» **DOCUMENT PASSAGE**:
%%

All of lore.kernel.org
 help / color / mirror / Atom feed
* question (possibly) on git subtree/submodules
@ 2010-07-23 14:00 Maurizio Vitale
  2010-07-23 16:56 ` Chris Packham
  0 siblings, 1 reply; 9+ messages in thread
From: Maurizio Vitale @ 2010-07-23 14:00 UTC (permalink / raw)
  To: git


I'm new to git and have read the recent thread on subtree support.
I'm not sure they (or git submodules) offer what I'm looking for.
Here's the scenario:
       - I have a large monolithic code base, all in my repository (e.g.
         I don't need to link in external repositories, which is what I
         understand submodules offer
       - I'd like to be able to clone only a small fraction of the
         repository (say an arbitrary directory or even a single file)
         in order to make small changes
       - these directories are not known when the full repository is set
         up.
       - commits to the part I've checked out should show in the history
         of any clone that includes the part, up to the full repository
       - ideally, I should be able to incrementally clone portions (e.g.
         I've checked out path/dir_A and realize I need to modify
         path/dir_B as well).
         these additional clones should be in whatever branch I switched
         to after the initial checkouts.

Assuming the above makes any sense (in general or in git), is there
anything in git that would help me doing what I'm looking for?
Thanks,

        Maurizio 

       

^ permalink raw reply	[flat|nested] 9+ messages in thread

* Re: question (possibly) on git subtree/submodules
  2010-07-23 14:00 question (possibly) on git subtree/submodules Maurizio Vitale
@ 2010-07-23 16:56 ` Chris Packham
  2010-07-23 17:18   ` Jonathan Nieder
  2010-07-27 10:56   ` Alex
  0 siblings, 2 replies; 9+ messages in thread
From: Chris Packham @ 2010-07-23 16:56 UTC (permalink / raw)
  To: maurizio.vitale; +Cc: Maurizio Vitale, git

Hi,

On 23/07/10 07:00, Maurizio Vitale wrote:
> 
> I'm new to git and have read the recent thread on subtree support.
> I'm not sure they (or git submodules) offer what I'm looking for.
> Here's the scenario:
>        - I have a large monolithic code base, all in my repository (e.g.

%%

» **RECORDED DATA**:
%%

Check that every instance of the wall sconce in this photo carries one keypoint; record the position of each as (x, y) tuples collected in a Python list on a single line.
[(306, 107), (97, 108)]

%%

» **WHAT TO PRODUCE**:
Rewrite the stretch of the mailing-list post from "in order to" through "path/dir_B as well).", replacing "checked out" with "fetched".

» **EXERCISE SOLUTION**:
in order to make small changes
       - these directories are not known when the full repository is set
         up.
       - commits to the part I've fetched should show in the history
         of any clone that includes the part, up to the full repository
       - ideally, I should be able to incrementally clone portions (e.g.
         I've fetched path/dir_A and realize I need to modify
         path/dir_B as well).